• _RECORDS SUPPLIED_:

+===+

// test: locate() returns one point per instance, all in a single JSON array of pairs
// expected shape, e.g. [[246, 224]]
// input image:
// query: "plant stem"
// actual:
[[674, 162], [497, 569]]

+===+

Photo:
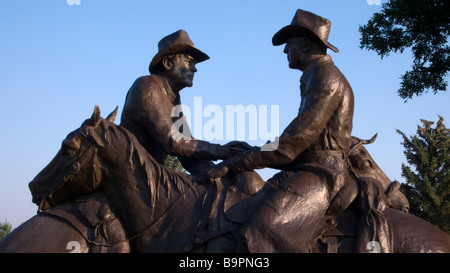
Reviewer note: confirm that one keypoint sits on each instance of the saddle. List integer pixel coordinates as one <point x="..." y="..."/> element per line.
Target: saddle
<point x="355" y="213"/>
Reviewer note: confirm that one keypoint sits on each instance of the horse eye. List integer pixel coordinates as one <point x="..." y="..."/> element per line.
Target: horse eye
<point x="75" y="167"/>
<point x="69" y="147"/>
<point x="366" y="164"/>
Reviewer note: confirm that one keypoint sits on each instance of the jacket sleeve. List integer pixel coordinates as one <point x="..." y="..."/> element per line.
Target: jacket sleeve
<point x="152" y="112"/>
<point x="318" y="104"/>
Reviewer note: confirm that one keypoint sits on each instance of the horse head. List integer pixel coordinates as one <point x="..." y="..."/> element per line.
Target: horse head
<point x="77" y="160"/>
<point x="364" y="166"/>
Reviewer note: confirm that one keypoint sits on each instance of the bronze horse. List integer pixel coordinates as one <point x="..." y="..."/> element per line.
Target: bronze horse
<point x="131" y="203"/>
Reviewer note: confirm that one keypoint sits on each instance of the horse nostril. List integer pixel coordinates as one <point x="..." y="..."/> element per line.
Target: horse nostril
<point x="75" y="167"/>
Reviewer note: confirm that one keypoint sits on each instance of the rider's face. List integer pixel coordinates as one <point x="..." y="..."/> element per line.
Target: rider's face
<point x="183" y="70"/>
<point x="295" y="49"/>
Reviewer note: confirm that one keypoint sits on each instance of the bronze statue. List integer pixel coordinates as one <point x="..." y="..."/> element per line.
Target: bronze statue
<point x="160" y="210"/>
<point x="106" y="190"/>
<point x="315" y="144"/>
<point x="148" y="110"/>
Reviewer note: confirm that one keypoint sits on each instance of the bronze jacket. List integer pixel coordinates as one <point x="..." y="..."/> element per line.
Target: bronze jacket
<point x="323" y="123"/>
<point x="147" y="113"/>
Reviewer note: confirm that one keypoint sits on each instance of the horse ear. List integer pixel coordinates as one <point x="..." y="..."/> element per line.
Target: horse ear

+===+

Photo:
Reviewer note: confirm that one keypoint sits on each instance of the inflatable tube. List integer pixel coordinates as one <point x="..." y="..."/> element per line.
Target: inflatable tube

+===+

• _PROBLEM DESCRIPTION_:
What is needed is a verbatim copy of every line in the records above from the one containing "Target: saddle" down to the one containing "the horse head.", both included, and nothing more.

• _OUTPUT OF THE EXERCISE_:
Target: saddle
<point x="355" y="213"/>
Reviewer note: confirm that one keypoint sits on each instance of the horse eye. List integer pixel coordinates as one <point x="..." y="..."/> element per line.
Target: horse eye
<point x="75" y="167"/>
<point x="69" y="147"/>
<point x="366" y="164"/>
Reviewer note: confirm that one keypoint sits on each instance of the jacket sleeve. List integer pixel coordinates as one <point x="..." y="..."/> element per line.
Target: jacket sleeve
<point x="152" y="112"/>
<point x="318" y="104"/>
Reviewer note: confirm that one keypoint sits on each instance of the horse head. List integer pixel coordinates as one <point x="..." y="..."/> element per line.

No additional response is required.